## [Excerpted text]
Team Seal Beach Arms Boxer for Surge in Record Time
Story Number: NNS050430-09
Release Date: 4/30/2005 9:27:00 AM
By Gregg Smith, Naval Weapons Station Seal Beach Public Affairs
FALLBROOK, Calif. (NNS) -- The creative talents of two weapons station organizations, along with several other Navy and Marine Corps logistics units, came together in mid-April to prepare for the surge deployment of USS Boxer (LHD 4).
Using a number of innovative techniques, personnel from Naval Weapons Station Seal Beach and the command's Fallbrook detachment completed a short-notice ordnance onload of the large amphibious assault ship in record time.
"The success of this operation was a direct result of the outstanding coordination between our weapons station sites and many other Navy and Marine Corps organizations, both active and reserve," said Naval Weapons Station Commanding Officer Capt. Robert Fowler. "I'm proud of the safe and smart way our personnel are helping to put the Navy's Fleet Response Plan into practice."
The Fleet Response Plan refines training, maintenance and readiness processes to dramatically increase the numbers of combat ships available for deployment. It is designed to allow U.S. naval forces to respond quickly to deter crises, defeat the intentions of an adversary, or win decisively against a major enemy.
Weapons station civilians and Sailors used a unique combination of helicopters, small craft and trucks staged from different weapons station sites, as well as augmentation by reserve units, to complete the short-notice loading event ahead of schedule.

## [Point localization data]

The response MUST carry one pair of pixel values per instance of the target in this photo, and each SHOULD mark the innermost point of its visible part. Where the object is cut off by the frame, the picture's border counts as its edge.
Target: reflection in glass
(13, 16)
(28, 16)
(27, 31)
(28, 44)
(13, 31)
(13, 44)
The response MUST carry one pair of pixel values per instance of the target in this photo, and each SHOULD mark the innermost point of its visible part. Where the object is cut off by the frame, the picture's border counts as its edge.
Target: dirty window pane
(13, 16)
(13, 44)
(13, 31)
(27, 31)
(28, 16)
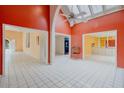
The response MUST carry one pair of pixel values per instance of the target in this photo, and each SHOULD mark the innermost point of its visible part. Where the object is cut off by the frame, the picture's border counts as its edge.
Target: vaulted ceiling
(92, 11)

## [Task A]
In the news story about arming USS Boxer, who is the Naval Weapons Station commanding officer?
## [Task B]
Continue the news story about arming USS Boxer from where it stops.

## [Exercise response A]
Capt. Robert Fowler.

## [Exercise response B]
"This entire operation was coordinated in less than a third of the time it normally takes," said Detachment Fallbrook Vertical Replenishment Officer, Chief Warrant Officer 3 Richard Deniz. "Due to our constrained timeframe, we previously trucked some inert ordnance material directly to the ship at Naval Station San Diego. While we were loading the ship with munitions here, Boxer's landing craft picked up and delivered additional ordnance from Naval Weapons Station Seal Beach."
The majority of the work was done at the command's Fallbrook detachment. Nearly 1,000 tons of Marine Corps ordnance and ship self-defense weapons were trucked to next-door Camp Pendleton and lifted directly to Boxer by MH-60S Knighthawk helicopters from Helicopter Sea Combat Squadron (HSC) 21.
The process, known as vertical replenishment or VERTREP, allowed the ship to be loaded at sea, without the need to pull into port.
Reservists from Detachment Fallbrook Explosive Outload Team 1 also played a key role, providing additional personnel to work after hours, preparing the ordnance for shipment and manning VERTREP stations during the transfer.
"We couldn't have done it without the support of our Reservists," said Deniz.